■ 原文
"""
説明

インクジェットヘッド及びその製造方法

【課題】インクジェットヘッドのイオンマイグレーション耐性を向上させる。
【解決手段】吐出ダイ17は、吐出口、圧電素子、プリント配線パターン、駆動IC、第1端子部32を有する。フレキシブル配線回路基板12は、第2端子部34を有し、この第2端子部34が吐出ダイ17の第1端子部32に接合される。第2端子部34の銅または銅合金配線の表面には、1,2,3トリアゾールまたは/および1,2,4トリアゾールを含む処理液を接触させて、銅イオン拡散抑制皮膜77を形成する。第1端子部32に第2端子部34を接合し、これらを電気的に接続する。銅イオン拡散抑制皮膜77により銅イオンが拡散することがなく、銅イオンによるマイグレーションの発生が抑えられる。マイグレーションの発生に起因する誤動作がなくなる。

【発明の詳細な説明】
【技術分野】
【0001】
本発明は、インクジェットヘッド及びその製造方法に関する。
【背景技術】
【0002】
近年、インクジェットプリンタにおいても高機能化が進み、一部の機種では、オフセット印刷に迫る高画質な解像度、例えば1200dpiの出力解像度が要求されている。高解像度を実現するためには、吐出口やインクを吐出するための圧電素子などのアクチュエータを高密度に実装することが求められる。例えば、特許文献1では、半導体処理技法によりノズルやインク流路、ポンプ室、圧電素子などを有する吐出ダイを製造することにより、吐出口の高密度な実装を実現している。
【0003】
吐出ダイ内には、ポンプ室及び吐出口を有するインク流路が形成され、吐出口は吐出ダイの下面に開口する。吐出ダイの上面には、前記ポンプ室に対応する位置で圧電素子などのアクチュエータ、このアクチュエータを駆動する配線回路パターンが形成される他に、アクチュエータを駆動するための集積回路も実装される。このように、吐出口を高密度に実装する場合には、アクチュエータを駆動する電気信号を送るための配線回路パターンも高密度になる。
【0004】
吐出ダイの配線回路基板には、互いの端子部同士を合せるようにして、半田や異方性導電接着剤などの接合材により、フレキシブル配線回路基板が接合されて、電気接続部が構成される。フレキシブル配線回路基板は、例えばポリイミド(PI)製の絶縁層(基材シート)に銅配線を形成したもので、端子部を除く領域は、接着層を介してPI製の保護層が接着される。このフレキシブル配線回路基板によって電気信号がダイ側の配線回路パターンに入力され、アクチュエータを個別に駆動することで、インクが吐出される。
"""
バウンディングボックス注釈データの行:
"""
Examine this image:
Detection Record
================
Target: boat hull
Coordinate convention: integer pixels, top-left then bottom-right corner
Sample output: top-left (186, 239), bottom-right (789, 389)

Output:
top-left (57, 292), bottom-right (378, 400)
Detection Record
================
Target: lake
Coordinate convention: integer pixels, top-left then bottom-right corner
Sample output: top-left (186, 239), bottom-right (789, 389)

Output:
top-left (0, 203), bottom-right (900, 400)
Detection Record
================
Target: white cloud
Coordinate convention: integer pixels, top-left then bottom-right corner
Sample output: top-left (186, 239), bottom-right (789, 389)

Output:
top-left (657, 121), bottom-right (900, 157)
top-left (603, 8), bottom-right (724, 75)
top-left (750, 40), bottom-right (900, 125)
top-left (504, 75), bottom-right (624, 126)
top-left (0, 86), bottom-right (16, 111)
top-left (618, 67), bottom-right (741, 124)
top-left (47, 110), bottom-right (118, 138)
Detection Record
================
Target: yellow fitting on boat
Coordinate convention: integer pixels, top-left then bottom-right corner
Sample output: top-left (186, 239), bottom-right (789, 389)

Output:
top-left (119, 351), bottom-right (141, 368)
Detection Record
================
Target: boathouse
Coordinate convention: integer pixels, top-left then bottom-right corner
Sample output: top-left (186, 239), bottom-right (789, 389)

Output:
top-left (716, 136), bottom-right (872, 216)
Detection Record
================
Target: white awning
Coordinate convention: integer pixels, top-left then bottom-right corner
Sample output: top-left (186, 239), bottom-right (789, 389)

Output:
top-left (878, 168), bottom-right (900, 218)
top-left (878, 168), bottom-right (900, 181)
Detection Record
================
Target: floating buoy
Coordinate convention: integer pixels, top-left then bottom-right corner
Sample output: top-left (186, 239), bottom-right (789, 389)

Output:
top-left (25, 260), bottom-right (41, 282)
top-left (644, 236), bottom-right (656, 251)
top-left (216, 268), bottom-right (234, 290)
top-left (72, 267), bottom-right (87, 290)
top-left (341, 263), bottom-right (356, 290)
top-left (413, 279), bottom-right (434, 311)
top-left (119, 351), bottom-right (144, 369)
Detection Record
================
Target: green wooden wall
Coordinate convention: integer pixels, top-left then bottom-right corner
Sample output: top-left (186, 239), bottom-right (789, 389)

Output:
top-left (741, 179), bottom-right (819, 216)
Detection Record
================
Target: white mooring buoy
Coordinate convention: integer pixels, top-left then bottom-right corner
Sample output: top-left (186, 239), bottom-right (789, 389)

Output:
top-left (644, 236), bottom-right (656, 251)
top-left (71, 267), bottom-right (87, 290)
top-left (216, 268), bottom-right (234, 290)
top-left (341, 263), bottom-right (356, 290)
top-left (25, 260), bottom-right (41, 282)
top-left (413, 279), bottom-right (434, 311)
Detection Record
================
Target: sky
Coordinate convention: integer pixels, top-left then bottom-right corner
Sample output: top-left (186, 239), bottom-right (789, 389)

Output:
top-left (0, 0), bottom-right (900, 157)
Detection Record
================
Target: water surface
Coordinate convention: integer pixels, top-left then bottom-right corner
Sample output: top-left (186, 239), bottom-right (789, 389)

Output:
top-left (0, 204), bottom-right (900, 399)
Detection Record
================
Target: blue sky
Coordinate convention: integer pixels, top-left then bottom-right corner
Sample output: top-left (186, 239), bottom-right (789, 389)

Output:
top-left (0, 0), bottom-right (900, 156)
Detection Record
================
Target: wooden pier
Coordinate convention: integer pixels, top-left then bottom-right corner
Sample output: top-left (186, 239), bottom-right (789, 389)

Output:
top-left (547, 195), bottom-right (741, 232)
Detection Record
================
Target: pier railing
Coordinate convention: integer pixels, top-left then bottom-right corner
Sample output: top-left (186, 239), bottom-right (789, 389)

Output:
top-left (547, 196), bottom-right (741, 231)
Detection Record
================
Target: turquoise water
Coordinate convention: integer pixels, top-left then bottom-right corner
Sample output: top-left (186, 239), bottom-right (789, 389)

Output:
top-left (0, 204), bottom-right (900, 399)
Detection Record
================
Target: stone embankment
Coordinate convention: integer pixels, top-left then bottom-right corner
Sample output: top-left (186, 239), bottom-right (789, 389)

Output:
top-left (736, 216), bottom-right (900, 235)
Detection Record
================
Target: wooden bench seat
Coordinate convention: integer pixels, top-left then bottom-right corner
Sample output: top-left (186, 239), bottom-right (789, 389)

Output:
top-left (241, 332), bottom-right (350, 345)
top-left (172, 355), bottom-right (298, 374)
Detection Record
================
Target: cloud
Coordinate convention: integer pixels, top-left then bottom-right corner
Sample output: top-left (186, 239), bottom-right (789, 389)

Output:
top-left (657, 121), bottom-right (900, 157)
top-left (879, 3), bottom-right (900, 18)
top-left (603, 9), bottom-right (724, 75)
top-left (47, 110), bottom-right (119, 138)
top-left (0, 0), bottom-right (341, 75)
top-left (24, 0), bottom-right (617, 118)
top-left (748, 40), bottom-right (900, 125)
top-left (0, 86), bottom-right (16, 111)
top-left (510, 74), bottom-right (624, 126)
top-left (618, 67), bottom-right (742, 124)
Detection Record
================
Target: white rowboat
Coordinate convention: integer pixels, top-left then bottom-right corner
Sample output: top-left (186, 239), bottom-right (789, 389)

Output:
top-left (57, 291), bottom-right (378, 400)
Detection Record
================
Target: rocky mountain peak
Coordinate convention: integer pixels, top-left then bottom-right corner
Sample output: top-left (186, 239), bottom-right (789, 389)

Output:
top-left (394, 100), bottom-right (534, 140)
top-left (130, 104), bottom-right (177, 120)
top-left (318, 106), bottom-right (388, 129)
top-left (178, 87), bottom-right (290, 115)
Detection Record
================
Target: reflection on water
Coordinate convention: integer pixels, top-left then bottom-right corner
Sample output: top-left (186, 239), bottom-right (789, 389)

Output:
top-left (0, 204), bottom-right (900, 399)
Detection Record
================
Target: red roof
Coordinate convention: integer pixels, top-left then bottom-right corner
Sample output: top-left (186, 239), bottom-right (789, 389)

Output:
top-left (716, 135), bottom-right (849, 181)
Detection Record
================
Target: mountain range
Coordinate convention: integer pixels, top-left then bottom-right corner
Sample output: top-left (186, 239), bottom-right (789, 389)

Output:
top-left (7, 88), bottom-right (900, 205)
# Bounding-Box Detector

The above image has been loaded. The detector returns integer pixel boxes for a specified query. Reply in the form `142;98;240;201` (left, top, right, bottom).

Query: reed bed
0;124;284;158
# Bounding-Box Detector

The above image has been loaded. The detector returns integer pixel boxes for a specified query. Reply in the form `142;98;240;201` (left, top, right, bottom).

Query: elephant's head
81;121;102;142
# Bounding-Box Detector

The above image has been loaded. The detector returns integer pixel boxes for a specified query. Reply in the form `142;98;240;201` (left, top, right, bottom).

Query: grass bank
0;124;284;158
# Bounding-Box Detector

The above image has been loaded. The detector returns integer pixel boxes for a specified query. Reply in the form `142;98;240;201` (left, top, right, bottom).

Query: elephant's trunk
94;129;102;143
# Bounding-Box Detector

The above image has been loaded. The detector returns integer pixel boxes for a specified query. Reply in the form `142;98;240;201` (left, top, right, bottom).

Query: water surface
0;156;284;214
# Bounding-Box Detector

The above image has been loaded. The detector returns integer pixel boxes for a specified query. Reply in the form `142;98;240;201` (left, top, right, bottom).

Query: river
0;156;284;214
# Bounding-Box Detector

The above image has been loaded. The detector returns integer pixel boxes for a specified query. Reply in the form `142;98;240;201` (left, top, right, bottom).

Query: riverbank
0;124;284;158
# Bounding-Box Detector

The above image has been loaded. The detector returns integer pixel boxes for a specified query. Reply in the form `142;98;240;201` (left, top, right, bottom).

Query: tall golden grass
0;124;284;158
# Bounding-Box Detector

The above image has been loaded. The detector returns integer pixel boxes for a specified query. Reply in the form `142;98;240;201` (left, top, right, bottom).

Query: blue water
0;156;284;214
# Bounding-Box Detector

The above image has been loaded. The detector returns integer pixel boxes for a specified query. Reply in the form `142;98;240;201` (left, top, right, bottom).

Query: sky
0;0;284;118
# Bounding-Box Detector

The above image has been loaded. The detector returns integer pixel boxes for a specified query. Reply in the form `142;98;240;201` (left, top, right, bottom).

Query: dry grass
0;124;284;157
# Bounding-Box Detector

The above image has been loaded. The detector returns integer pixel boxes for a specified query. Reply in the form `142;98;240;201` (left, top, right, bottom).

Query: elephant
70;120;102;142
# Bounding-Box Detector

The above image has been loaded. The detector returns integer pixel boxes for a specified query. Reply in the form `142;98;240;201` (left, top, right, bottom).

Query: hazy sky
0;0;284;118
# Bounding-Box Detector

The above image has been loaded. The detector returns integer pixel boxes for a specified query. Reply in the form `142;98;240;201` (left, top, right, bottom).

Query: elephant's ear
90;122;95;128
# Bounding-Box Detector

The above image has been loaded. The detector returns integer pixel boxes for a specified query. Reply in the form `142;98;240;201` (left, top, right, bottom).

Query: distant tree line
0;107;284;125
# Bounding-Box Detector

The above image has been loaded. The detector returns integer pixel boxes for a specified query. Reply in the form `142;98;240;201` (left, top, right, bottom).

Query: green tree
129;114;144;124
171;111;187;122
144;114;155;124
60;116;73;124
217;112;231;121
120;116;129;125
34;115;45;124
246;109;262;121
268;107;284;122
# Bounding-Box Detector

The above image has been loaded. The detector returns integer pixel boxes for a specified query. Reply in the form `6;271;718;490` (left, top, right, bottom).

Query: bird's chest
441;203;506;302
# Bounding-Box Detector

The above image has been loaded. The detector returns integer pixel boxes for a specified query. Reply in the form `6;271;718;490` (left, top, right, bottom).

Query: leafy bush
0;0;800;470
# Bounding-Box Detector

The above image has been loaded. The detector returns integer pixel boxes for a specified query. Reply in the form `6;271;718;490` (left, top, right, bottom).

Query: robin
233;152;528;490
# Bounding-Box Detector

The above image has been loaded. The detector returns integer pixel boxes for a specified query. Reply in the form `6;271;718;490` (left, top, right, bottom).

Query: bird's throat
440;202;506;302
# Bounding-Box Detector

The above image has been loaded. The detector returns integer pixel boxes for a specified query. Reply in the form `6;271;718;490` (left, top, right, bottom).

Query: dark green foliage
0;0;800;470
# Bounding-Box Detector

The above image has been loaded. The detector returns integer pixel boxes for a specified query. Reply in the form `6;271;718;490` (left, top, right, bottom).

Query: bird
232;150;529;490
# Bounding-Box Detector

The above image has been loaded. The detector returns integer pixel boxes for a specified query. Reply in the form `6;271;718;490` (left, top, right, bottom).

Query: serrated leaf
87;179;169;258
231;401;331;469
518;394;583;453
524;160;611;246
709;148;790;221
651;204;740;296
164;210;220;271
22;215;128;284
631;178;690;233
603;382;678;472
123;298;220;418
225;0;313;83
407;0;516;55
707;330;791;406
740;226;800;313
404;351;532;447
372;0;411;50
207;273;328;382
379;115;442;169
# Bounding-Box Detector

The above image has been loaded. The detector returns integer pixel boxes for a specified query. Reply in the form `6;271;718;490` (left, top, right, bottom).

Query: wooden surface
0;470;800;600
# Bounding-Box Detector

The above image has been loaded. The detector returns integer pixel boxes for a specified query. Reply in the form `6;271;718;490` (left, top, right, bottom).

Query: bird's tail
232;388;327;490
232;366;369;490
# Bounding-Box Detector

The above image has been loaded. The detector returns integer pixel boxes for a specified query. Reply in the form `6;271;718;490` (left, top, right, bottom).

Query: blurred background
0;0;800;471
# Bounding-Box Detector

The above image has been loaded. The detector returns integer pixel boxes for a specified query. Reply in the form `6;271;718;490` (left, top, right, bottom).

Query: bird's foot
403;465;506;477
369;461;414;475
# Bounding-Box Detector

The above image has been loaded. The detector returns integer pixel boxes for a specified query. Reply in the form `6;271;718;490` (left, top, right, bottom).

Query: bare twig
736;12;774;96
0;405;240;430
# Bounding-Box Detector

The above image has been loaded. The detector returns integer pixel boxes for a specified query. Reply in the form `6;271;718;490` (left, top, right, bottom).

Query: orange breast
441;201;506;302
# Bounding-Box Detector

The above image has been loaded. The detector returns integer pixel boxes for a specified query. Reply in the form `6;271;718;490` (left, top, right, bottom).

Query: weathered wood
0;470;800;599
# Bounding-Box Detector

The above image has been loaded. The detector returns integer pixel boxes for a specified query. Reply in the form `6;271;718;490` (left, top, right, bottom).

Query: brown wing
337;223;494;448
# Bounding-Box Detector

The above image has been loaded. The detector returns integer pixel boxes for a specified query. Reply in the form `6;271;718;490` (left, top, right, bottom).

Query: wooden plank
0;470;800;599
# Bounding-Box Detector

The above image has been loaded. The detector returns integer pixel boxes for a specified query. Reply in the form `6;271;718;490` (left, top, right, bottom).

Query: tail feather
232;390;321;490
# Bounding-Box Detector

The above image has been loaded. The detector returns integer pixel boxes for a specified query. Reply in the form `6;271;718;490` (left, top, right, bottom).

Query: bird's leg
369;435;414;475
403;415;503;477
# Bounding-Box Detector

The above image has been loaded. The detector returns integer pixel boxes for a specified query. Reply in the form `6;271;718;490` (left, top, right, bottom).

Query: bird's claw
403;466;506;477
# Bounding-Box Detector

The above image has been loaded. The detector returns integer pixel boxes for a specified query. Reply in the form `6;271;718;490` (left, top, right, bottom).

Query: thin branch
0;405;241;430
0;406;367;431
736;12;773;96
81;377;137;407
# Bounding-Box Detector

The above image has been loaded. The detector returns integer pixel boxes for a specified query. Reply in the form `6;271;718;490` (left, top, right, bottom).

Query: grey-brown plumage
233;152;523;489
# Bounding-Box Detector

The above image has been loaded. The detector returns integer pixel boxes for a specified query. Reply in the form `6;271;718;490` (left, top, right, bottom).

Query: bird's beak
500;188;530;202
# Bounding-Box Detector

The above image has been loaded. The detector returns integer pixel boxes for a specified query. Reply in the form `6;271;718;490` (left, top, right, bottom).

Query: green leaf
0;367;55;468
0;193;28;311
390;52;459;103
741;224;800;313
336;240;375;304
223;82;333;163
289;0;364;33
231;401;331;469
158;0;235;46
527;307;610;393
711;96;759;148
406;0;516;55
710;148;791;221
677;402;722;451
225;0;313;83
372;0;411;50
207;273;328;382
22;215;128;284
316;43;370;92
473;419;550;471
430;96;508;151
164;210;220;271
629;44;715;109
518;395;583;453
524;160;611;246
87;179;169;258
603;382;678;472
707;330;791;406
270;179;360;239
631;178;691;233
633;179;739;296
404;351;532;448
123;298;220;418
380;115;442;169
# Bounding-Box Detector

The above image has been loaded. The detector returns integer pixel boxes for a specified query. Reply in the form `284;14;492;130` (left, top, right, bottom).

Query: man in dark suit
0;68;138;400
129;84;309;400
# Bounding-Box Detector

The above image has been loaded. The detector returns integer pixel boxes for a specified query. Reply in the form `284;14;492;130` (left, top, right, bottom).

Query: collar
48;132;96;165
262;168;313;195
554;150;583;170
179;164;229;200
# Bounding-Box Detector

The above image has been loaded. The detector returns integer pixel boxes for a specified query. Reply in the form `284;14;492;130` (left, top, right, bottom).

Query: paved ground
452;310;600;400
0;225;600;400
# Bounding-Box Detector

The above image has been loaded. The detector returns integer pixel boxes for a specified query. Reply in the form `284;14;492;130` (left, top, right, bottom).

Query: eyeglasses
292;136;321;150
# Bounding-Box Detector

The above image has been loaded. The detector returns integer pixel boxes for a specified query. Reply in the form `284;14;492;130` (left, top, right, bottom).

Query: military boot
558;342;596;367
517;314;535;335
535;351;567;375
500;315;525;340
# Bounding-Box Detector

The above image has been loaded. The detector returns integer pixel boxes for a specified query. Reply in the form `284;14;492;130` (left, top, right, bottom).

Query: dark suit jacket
"""
■ 指示文 1
原文に基づいて、次の問いにそれぞれ答えてください。
(a) 第2端子部34の銅または銅合金配線の表面に接触させる処理液は何を含みますか。
(b) 一部の機種で要求される出力解像度として、どの値が例に挙げられていますか。
(c) フレキシブル配線回路基板の絶縁層は、例として何で作られていますか。
■ 指示文 2
原文の【解決手段】で吐出ダイ17が有するとされているものを、すべて列挙してください。

■ 正解 1
(a) 1,2,3トリアゾールまたは/および1,2,4トリアゾール
(b) 1200dpi
(c) ポリイミド(PI)

■ 正解 2
吐出口、圧電素子、プリント配線パターン、駆動IC、第1端子部32